== WRITTEN INSTRUCTION 1 ==
Reproduce the review of the solo "Neptune" word for word, from its first line to its last.
== WRITTEN INSTRUCTION 2 ==
Write out the records again in full, changing every "instance" to "occurrence" and keeping everything else the same. Leave the pictures out of your answer.

== EXCERPT ==
= = = = = = =

“Neptune”, a 45-minute solo by Lois Alexander in collaboration with Nina Kay, premiered on 8 January 2020 at Sophiensæle in the framework of Tanztage Berlin.
I read the online-blurb about the performance in preparation, yet still walk into the Hochzeitssaal at the Sophiensæle unsure of what to expect. I only know that ‘Lois Alexander uses water and its transformational qualities as points of departure to reflect on her position as woman belonging to a minority.’ Despite the ambiguous expectation this sentence set up, the very particular world that “Neptune” created catches me by surprise. This work keeps unfolding for me, and, as I find myself reflecting on my memories of the performance, new thoughts float to the surface.
Lois Alexander is already on stage as the audience enters, seated on the floor in a position that reminds me of a mermaid. Nine large blocks of ice, frozen into metal chains are suspended from the ceiling. They hang around her, silent and very still, quietly melting. In front of her, lying on the floor, is a flat, oval object that might be a pool or a mirror. The audience is chatty as they enter, and I’m intrigued by the pre-performance situation. The performer is already on stage, moving her arms subtly and precisely — is she casting a spell? — yet the audience has not fully arrived and their attention is not yet focussed. She is already performing, but the performance has not quite begun. This in-between moment seems somehow poignant to me, causing me to reflect on the politics of performance, visibility, the body and that strange moment when collective attention marks the beginning of something.

= = = = = = =

== PROVIDED RECORDS ==
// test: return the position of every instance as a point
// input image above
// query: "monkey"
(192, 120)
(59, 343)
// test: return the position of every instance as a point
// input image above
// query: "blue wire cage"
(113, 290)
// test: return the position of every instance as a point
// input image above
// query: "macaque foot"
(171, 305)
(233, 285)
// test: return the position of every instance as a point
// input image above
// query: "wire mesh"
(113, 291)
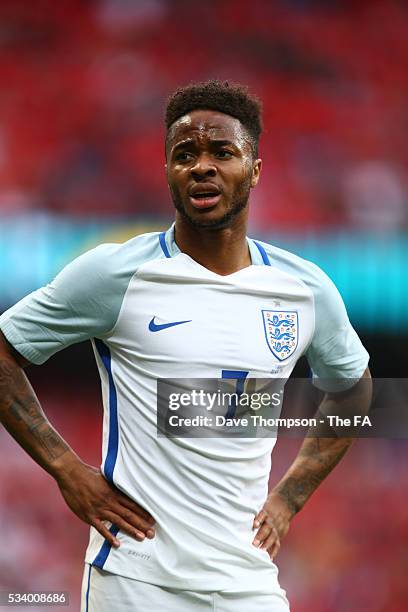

= = = = = = =

== TASK SOLUTION 1 ==
“Neptune”, a 45-minute solo by Lois Alexander in collaboration with Nina Kay, premiered on 8 January 2020 at Sophiensæle in the framework of Tanztage Berlin.
I read the online-blurb about the performance in preparation, yet still walk into the Hochzeitssaal at the Sophiensæle unsure of what to expect. I only know that ‘Lois Alexander uses water and its transformational qualities as points of departure to reflect on her position as woman belonging to a minority.’ Despite the ambiguous expectation this sentence set up, the very particular world that “Neptune” created catches me by surprise. This work keeps unfolding for me, and, as I find myself reflecting on my memories of the performance, new thoughts float to the surface.
Lois Alexander is already on stage as the audience enters, seated on the floor in a position that reminds me of a mermaid. Nine large blocks of ice, frozen into metal chains are suspended from the ceiling. They hang around her, silent and very still, quietly melting. In front of her, lying on the floor, is a flat, oval object that might be a pool or a mirror. The audience is chatty as they enter, and I’m intrigued by the pre-performance situation. The performer is already on stage, moving her arms subtly and precisely — is she casting a spell? — yet the audience has not fully arrived and their attention is not yet focussed. She is already performing, but the performance has not quite begun. This in-between moment seems somehow poignant to me, causing me to reflect on the politics of performance, visibility, the body and that strange moment when collective attention marks the beginning of something.

== TASK SOLUTION 2 ==
// test: return the position of every occurrence as a point
// input image above
// query: "monkey"
(192, 120)
(59, 343)
// test: return the position of every occurrence as a point
// input image above
// query: "blue wire cage"
(113, 290)
// test: return the position of every occurrence as a point
// input image above
// query: "macaque foot"
(171, 305)
(233, 285)
// test: return the position of every occurrence as a point
// input image above
// query: "wire mesh"
(113, 291)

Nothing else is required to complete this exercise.